Items from a labeling collection:
======

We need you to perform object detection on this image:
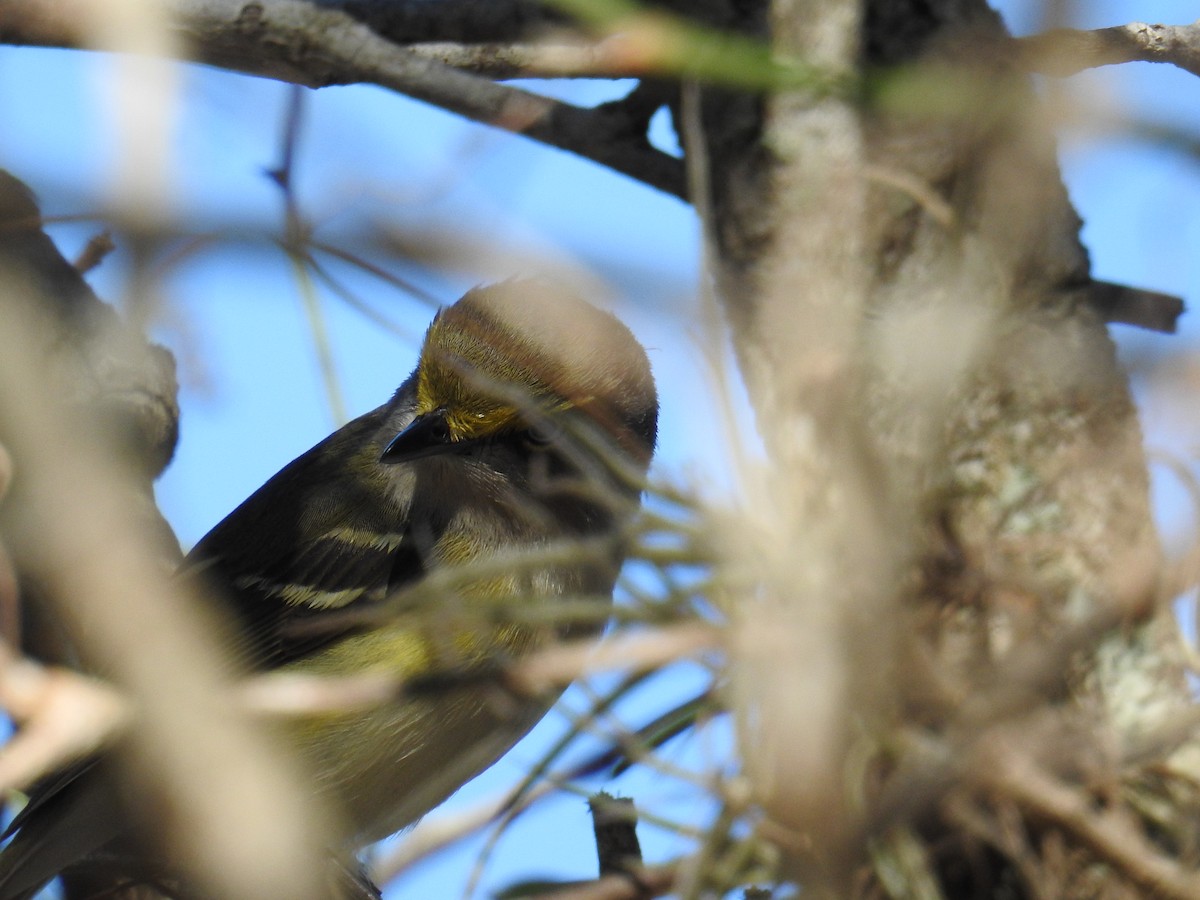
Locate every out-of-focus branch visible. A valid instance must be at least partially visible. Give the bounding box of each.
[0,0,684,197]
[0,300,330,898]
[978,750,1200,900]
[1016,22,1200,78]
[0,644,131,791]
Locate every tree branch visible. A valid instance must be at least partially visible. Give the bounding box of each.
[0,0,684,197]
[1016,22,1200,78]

======

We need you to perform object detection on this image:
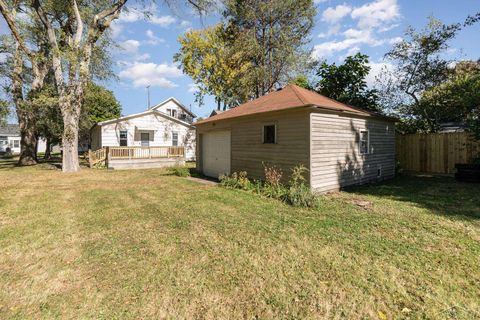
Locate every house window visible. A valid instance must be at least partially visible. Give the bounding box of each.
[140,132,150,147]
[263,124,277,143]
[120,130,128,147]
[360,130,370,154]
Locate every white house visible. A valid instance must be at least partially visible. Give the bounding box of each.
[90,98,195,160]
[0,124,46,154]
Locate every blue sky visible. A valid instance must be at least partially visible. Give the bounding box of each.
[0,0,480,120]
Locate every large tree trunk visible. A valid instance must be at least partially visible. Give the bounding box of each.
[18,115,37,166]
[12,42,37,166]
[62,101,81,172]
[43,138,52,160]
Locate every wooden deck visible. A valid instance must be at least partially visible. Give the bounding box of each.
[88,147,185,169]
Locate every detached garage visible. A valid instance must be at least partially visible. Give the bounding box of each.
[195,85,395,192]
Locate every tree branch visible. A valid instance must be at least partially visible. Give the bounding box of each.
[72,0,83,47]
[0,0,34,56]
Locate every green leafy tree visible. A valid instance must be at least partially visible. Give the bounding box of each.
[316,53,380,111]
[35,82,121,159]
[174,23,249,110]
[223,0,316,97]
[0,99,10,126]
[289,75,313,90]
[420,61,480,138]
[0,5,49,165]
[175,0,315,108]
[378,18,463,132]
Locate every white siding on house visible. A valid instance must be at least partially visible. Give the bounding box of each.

======

- Task to complete -
Format the stretch of data above from the line containing "Locate every wooden" through the line containing "Locate every white siding" as a numbered list, leaving out any blank lines.

- Solution to the exercise -
1. Locate every wooden deck visible. A valid instance must be at least partially visible. Give the bounding box of each.
2. [88,147,185,169]
3. Locate every detached garage visible. A valid instance must be at least partially visible. Give the bounding box of each.
4. [195,85,395,192]
5. Locate every tree branch visible. A valid instance must be at least partially visible. Give the bounding box of each.
6. [72,0,83,47]
7. [0,0,34,56]
8. Locate every green leafy tree visible. A valid instance must be at least partially visible. Give the bounding box of each.
9. [316,53,380,111]
10. [35,82,121,159]
11. [174,23,249,110]
12. [223,0,316,97]
13. [0,99,10,126]
14. [289,75,313,90]
15. [420,61,480,138]
16. [0,5,49,165]
17. [175,0,315,108]
18. [378,18,463,132]
19. Locate every white siding on house visible. A valid instance must be at least partially visible. Give the bounding box of each.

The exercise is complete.